> TEXT PASSAGE:

Deep in the cold earth, springtime is stirring. Green shoots unfurl towards the light, bursting into drifts of radiant snowdrops and Walsingham Abbey, a historic place of shrines and religious pilgrimage, becomes a destination for nature lovers of all faiths and none. The wintry grounds are enchanted by the snowdrops’ ethereal beauty, white carpets spreading beneath leafless trees and all along the chalk river banks. Close by are the mysterious earthworks at Warham Camp, thought to have been home to Boudica the Iceni warrior queen and the village of Stiffkey where rare migratory birds shelter in the woods and restless spirits haunt the marsh.

Day 1
Norfolk’s Holy Shrine

Norfolk’s Holy Shrine

Canterbury, Lourdes, Santiago and…Walsingham. Known as ‘England’s Nazareth’, this pretty little civil parish in North Norfolk is a special place for Anglican and Roman Catholic pilgrims and the most heavily visited pilgrim site in England. Unlike Chaucer’s famous pilgrimage route from London to Canterbury, which is now largely suffocated by miles of motorway and tarmac, the country lanes leading to this flourishing village haven’t changed much in almost a thousand years. Like medieval travellers, many pilgrims still walk Walsingham’s Holy Mile bare foot.

> DATA LINES:
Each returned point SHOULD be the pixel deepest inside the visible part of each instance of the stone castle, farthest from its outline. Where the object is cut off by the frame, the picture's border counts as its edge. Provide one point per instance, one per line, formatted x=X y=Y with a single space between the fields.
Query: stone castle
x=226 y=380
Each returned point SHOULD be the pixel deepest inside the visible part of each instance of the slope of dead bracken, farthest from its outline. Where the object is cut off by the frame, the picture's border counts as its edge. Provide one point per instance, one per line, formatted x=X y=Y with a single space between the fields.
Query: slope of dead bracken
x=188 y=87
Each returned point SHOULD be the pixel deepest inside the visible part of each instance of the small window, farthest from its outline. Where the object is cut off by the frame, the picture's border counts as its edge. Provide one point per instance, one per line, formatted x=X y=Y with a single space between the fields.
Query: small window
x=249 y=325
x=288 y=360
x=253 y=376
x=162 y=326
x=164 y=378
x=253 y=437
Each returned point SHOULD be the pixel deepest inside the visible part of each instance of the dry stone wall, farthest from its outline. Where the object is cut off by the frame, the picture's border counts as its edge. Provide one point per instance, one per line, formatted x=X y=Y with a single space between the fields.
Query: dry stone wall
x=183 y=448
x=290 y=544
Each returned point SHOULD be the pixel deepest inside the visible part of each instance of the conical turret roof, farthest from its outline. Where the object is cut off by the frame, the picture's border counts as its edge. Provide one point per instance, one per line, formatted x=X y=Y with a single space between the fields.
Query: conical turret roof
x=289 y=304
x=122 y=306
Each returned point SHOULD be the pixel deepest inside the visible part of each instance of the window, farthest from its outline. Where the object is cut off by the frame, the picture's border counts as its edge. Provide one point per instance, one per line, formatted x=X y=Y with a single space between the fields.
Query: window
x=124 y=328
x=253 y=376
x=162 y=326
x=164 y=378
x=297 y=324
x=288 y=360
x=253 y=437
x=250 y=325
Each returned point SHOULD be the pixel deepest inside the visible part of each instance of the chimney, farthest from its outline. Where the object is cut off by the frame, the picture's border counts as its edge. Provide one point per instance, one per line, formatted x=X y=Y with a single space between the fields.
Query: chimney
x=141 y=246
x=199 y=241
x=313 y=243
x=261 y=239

> WRITTEN INSTRUCTION 1:
Answer these about the Walsingham passage:
(a) What name is Walsingham known by?
(b) Who is thought to have lived at Warham Camp?
(c) In which village do rare migratory birds shelter in the woods?
> WRITTEN INSTRUCTION 2:
Write the next part of the Walsingham passage, picking up after its last sentence.
The listing has nothing to do with the Walsingham passage.

> TASK ANSWER 1:
(a) 'England's Nazareth'
(b) Boudica the Iceni warrior queen
(c) Stiffkey

> TASK ANSWER 2:
According to belief, in 1061 noblewoman, Richeldis de Faverches had three visions of the Virgin Mary, and was instructed to build a replica of the Holy Family’s house in Nazareth, honouring the Annunciation. Legend suggests building problems were overcome with the help of angels. Imagine that on Grand Designs! The Holy House was wood-panelled and contained a statue of the enthroned Virgin Mary holding the child Jesus on her lap. Among its relics was a phial of the Virgin’s breast milk. A priory, whose ruins exist today, was built around the Holy House, visited by English kings after Richard II gifted his kingdom to the Blessed Mary, ensuring her eternal protection, hence England being called the ‘Dowry of Mary’.

Throughout the Middle Ages, Walsingham was a great centre of pilgrimage until Henry VIII’s split with Rome drove Catholicism into the shadows. In today’s more open society, Walsingham, meaning ‘homestead of Waels’ people’, has regained its reputation as a place of worship and welcome.

Day 2
Warham Camp, Norfolk’s Iron Age Hill Fort

Warham Camp, Norfolk’s Iron Age Hill Fort

At a bend of the River Stiffkey, Iceni workers were sweating and cursing as they shifted huge mounds of earth using only simple hand tools. They were building fortifications for defence. Over 2,000 years later, their fort is still here, known as Warham Camp. Its exact purpose is unknown. Perhaps it was a place of ceremony or the residence of a high status leader. The Iceni tribe were led most famously by Boudica, the Celtic warrior queen, famed for battling Anglia’s Roman occupiers. Imagine Iceni guards, patrolling the wooded palisade looking out for Roman military columns on the march. Archaeological evidence tells us the Romans once occupied this fort; what history passed in this ancient place?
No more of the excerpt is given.